The request - Rewrite every one of the rows below as a numbered list, leaving out blank lines.
───── Task data ─────
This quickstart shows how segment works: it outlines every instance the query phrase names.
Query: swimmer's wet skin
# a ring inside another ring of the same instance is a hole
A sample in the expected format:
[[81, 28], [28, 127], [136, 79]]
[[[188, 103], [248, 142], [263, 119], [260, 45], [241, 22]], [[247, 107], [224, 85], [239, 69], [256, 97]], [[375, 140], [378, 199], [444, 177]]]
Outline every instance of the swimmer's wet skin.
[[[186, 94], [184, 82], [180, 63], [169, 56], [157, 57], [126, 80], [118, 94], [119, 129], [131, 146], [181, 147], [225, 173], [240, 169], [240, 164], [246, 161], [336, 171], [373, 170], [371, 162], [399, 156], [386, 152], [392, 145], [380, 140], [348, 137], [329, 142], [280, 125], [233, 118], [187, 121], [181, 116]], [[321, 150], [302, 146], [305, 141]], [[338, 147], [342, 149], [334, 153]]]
─────
Written answer -
1. This quickstart shows how segment works: it outlines every instance the query phrase names.
2. Query: swimmer's wet skin
3. # a ring inside another ring of the same instance is a hole
4. A sample in the expected format:
5. [[81, 28], [28, 127], [136, 79]]
6. [[[188, 103], [248, 142], [263, 119], [260, 45], [241, 22]], [[247, 107], [224, 85], [239, 69], [256, 97]], [[375, 140], [378, 199], [444, 177]]]
7. Outline every instance of the swimmer's wet skin.
8. [[[186, 94], [184, 82], [180, 63], [169, 56], [157, 57], [126, 80], [118, 94], [119, 129], [131, 146], [181, 147], [225, 173], [240, 169], [240, 164], [246, 161], [336, 171], [373, 170], [371, 162], [399, 156], [386, 152], [392, 145], [380, 140], [348, 137], [329, 142], [280, 125], [233, 118], [187, 121], [181, 116]], [[321, 150], [302, 146], [305, 141]], [[338, 147], [342, 149], [334, 153]]]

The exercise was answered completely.